* _Goal_
Quote each line of the data below word for word, omitting the pictures from your answer.
=-=-=-=-=
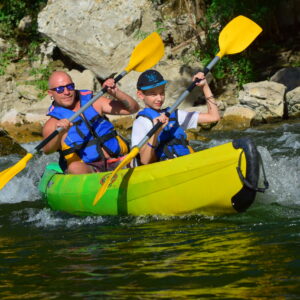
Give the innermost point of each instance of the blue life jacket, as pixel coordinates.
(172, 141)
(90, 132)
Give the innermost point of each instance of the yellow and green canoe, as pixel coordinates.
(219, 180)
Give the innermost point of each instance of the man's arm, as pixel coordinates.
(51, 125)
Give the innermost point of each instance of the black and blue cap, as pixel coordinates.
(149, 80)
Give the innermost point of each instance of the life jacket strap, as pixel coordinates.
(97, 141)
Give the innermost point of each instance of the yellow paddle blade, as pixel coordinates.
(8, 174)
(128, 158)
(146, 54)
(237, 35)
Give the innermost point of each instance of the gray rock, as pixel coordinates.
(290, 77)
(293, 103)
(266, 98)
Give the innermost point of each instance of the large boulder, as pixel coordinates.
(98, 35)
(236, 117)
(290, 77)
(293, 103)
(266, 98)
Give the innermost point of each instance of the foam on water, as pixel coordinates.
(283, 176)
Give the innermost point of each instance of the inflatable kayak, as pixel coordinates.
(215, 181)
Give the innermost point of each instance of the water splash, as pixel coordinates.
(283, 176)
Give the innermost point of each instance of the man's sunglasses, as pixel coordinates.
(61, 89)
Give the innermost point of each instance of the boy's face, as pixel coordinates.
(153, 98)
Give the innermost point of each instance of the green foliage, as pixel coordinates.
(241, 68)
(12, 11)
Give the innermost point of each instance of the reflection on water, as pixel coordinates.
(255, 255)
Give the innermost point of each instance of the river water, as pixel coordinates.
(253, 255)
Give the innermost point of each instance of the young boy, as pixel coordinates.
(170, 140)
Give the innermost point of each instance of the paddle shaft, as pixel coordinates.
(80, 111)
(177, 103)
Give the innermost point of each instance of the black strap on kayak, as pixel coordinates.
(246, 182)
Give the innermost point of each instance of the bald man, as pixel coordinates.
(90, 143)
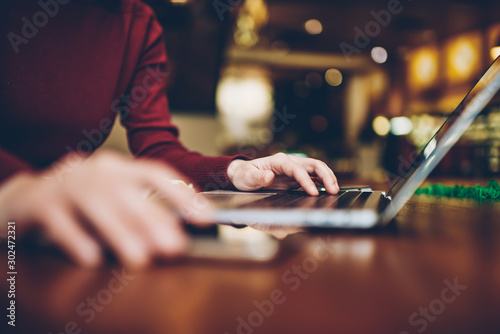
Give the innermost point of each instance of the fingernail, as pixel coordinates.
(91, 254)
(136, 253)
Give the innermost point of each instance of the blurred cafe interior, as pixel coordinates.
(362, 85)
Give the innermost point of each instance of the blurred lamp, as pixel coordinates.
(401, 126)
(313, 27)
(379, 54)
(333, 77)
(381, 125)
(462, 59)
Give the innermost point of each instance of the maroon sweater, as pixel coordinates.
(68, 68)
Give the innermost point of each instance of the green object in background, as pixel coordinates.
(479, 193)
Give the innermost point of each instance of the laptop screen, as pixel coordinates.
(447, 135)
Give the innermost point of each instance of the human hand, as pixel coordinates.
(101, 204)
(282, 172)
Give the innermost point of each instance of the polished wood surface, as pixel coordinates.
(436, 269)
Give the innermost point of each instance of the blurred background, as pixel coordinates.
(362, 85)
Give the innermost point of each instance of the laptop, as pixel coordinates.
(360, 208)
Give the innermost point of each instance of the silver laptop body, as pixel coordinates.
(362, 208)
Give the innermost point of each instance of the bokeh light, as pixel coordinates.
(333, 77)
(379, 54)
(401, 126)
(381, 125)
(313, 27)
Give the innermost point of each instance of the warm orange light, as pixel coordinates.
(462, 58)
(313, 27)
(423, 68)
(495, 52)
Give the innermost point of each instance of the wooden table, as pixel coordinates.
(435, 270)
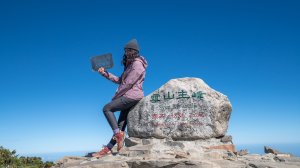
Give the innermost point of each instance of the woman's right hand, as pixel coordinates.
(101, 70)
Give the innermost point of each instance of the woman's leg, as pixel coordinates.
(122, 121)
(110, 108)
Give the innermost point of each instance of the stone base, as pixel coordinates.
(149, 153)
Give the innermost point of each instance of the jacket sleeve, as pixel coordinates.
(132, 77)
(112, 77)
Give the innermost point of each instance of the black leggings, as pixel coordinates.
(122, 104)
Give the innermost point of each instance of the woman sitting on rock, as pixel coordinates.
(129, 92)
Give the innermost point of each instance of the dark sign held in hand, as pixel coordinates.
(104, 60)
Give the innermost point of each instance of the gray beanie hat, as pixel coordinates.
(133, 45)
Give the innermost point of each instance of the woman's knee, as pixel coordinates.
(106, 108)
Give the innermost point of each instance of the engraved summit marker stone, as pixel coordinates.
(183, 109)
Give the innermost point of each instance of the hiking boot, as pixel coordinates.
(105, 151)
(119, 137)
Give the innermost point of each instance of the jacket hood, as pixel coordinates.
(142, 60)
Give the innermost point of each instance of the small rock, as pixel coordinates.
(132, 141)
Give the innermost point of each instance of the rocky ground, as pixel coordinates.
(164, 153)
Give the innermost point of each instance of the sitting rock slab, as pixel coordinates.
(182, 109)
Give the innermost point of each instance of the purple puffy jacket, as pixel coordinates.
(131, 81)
=-=-=-=-=
* _Output of the exercise_
Give the innermost point of each instance of the blue life jacket, as pixel coordinates.
(172, 141)
(90, 132)
Give the innermost point of each instance of the yellow and green canoe, as pixel coordinates.
(219, 180)
Give the innermost point of each instance of the man's arm, as pixel coordinates.
(51, 125)
Give the innermost point of each instance of the black and blue cap, as pixel coordinates.
(149, 80)
Give the innermost point of each instance of the life jacket strap, as pixel coordinates.
(97, 141)
Give the innermost point of each instance of the yellow paddle blade, as pixel coordinates.
(8, 174)
(128, 158)
(146, 54)
(237, 35)
Give the innermost point of each instance of the gray rock, as pixel coordinates.
(290, 77)
(293, 103)
(266, 98)
Give the innermost point of each instance of the large boulder, as pixel coordinates.
(98, 35)
(236, 117)
(290, 77)
(293, 103)
(266, 98)
Give the innermost point of each instance of the foam on water, as pixel coordinates.
(283, 176)
Give the innermost point of each instance of the inflatable kayak, as pixel coordinates.
(215, 181)
Give the innermost point of each instance of the water splash, as pixel coordinates.
(283, 176)
Give the innermost point of each instance of the man's sunglasses, as pixel coordinates.
(61, 89)
Give the innermost point of each instance of the boy's face, as pixel coordinates.
(153, 98)
Give the innermost point of each instance of the green foliage, as pixel coordinates.
(241, 68)
(12, 11)
Give the innermost point of each instance of the reflection on water, as pixel coordinates.
(255, 255)
Give the innermost point of each instance of the river water, as pixel coordinates.
(253, 255)
Give the innermost point of each instance of the young boy, as pixel coordinates.
(170, 140)
Give the innermost point of each instance of the paddle shaft, as pixel coordinates.
(80, 111)
(177, 103)
Give the innermost point of each instance of the black strap on kayak, as pixel coordinates.
(246, 182)
Give the innermost point of each instance of the bald man, as pixel coordinates.
(90, 143)
Give the innermost point of each instance of the fingernail, as pixel coordinates.
(91, 254)
(136, 253)
Give the innermost point of each instance of the blurred cafe interior, as pixel coordinates.
(362, 85)
Give the innermost point of each instance of the blurred lamp, as pixel coordinates.
(401, 126)
(313, 27)
(379, 54)
(333, 77)
(381, 125)
(462, 59)
Give the innermost point of each instance of the maroon sweater, as pixel coordinates.
(68, 68)
Give the innermost point of each instance of the green object in background, as pixel coordinates.
(479, 193)
Give the innermost point of each instance of the laptop screen, as pixel coordinates.
(447, 135)
Give the innermost point of each instance of the human hand, as pixel coordinates.
(101, 204)
(282, 172)
Give the innermost point of each instance of the polished wood surface, as pixel coordinates.
(436, 269)
Give the innermost point of each instance of the blurred background, as pixel coordinates.
(362, 85)
Give the innermost point of each instance of the laptop, as pixel coordinates.
(360, 208)
Give the innermost point of each instance of the silver laptop body, as pixel coordinates.
(362, 208)
Give the innermost point of each instance of the bokeh light, as pixel coordinates.
(333, 77)
(379, 54)
(401, 126)
(381, 125)
(313, 27)
Give the innermost point of each instance of the warm orange light, as pixel coordinates.
(462, 58)
(313, 27)
(423, 68)
(495, 52)
Give the innermost point of each instance of the wooden table, as pixel coordinates.
(435, 270)
Give the innermost point of each instance of the woman's right hand, as pixel coordinates.
(101, 70)
Give the innermost point of each instance of the woman's leg, as pixel coordinates.
(122, 121)
(110, 108)
Give the innermost point of each instance of the stone base, as pixel coordinates.
(149, 153)
Give the innermost point of each instance of the jacket sleeve, as pixel coordinates.
(132, 77)
(112, 77)
Give the innermost point of each instance of the black leggings, as pixel coordinates.
(122, 104)
Give the innermost point of each instance of the woman sitting on rock, as pixel coordinates.
(129, 92)
Give the innermost point of each instance of the dark sign held in hand, as pixel coordinates.
(104, 60)
Give the innermost point of each instance of the gray beanie hat, as pixel coordinates.
(133, 45)
Give the innermost point of each instance of the woman's knee, as pixel coordinates.
(106, 108)
Give the innermost point of each instance of the engraved summit marker stone, as pixel coordinates.
(183, 109)
Give the innermost point of each instance of the hiking boot, as pixel coordinates.
(105, 151)
(119, 137)
Give the innermost point of each instance of the jacket hood, as pixel coordinates.
(142, 60)
Give the innermost point of each instance of the small rock, as pixel coordinates.
(132, 141)
Give the innermost point of each instance of the rocky ground, as pixel coordinates.
(164, 153)
Give the innermost point of each instance of the sitting rock slab, as pixel coordinates.
(182, 109)
Give the innermost point of each instance of the purple puffy jacket, as pixel coordinates.
(131, 81)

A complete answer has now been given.